EXERCICES À TRAITER:
1) D'après l'extrait sur les mangas, en quoi le héros de manga se distingue-t-il de celui des comics américains ?
2) Rédigez la suite de l'extrait sur les mangas en partant de sa dernière phrase.

EXTRAIT FOURNI:

Contrairement aux comics américains, le héros de manga n’est pas un solitaire. Il s’entoure d’une pléthore de personnages qui vont s’entraider.

Amélie Jean-Louis, présidente-directrice générale des librairies O-Taku

Ces valeurs trouvent un écho favorable chez les jeunes lecteurs. Mais il y a d’autres raisons pour expliquer l’engouement actuel auprès des élèves du primaire. Pour Charlotte Manus, l’intérêt des mangas repose surtout dans les dialogues. « Il n’y a presque jamais de narration. Ce sont toujours des conversations. J’aime aussi beaucoup les dessins, qui sont très expressifs, avec les gros yeux des personnages, par exemple. » « En plus, les chapitres se terminent toujours sur un suspense qui donne envie aux élèves de connaître la suite », ajoute Julie Turcotte.

JEU DE DONNÉES:
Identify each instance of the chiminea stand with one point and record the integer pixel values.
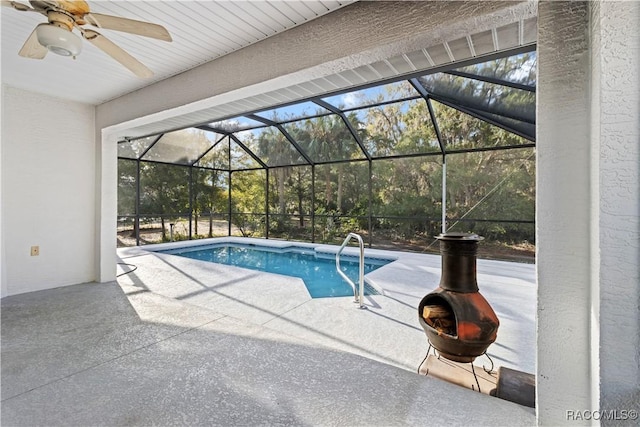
(463, 374)
(458, 321)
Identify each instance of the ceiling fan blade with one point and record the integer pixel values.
(117, 53)
(32, 48)
(126, 25)
(18, 6)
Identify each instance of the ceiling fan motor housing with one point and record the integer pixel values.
(59, 40)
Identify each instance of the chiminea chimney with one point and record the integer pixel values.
(458, 321)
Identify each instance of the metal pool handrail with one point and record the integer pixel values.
(358, 296)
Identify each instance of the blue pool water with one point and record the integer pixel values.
(317, 270)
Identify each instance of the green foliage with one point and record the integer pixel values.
(399, 197)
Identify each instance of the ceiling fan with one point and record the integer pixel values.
(58, 37)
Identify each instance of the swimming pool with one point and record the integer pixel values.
(316, 269)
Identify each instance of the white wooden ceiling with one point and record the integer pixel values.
(201, 32)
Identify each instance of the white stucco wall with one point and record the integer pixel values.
(563, 211)
(588, 212)
(48, 183)
(618, 57)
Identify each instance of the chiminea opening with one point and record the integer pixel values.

RÉPONSES DANS L'ORDRE:
1) Ce n'est pas un solitaire : il s'entoure d'une pléthore de personnages qui vont s'entraider.

2)
Malgré toutes ces qualités, certains enseignants hésitent encore à intégrer les mangas dans leurs trousses pédagogiques pour la simple raison qu’ils se sentent dépassés par la multitude de titres offerts. Amélie Jean-Louis les comprend. Elle lit chaque nouveau titre qui passe par sa librairie, soit une dizaine par semaine ! Et les titres sont aussi variés que les sujets abordés : histoire, aventure, gastronomie, jeu d’échecs, adaptation de classiques de la littérature, biologie humaine…

Pour aider les enseignants, mais aussi les parents, à s’y retrouver, l’O-Taku Lounge a créé une page S. O. S. Parents sur son site internet, avec des suggestions de cadeaux pour les enfants et les adolescents.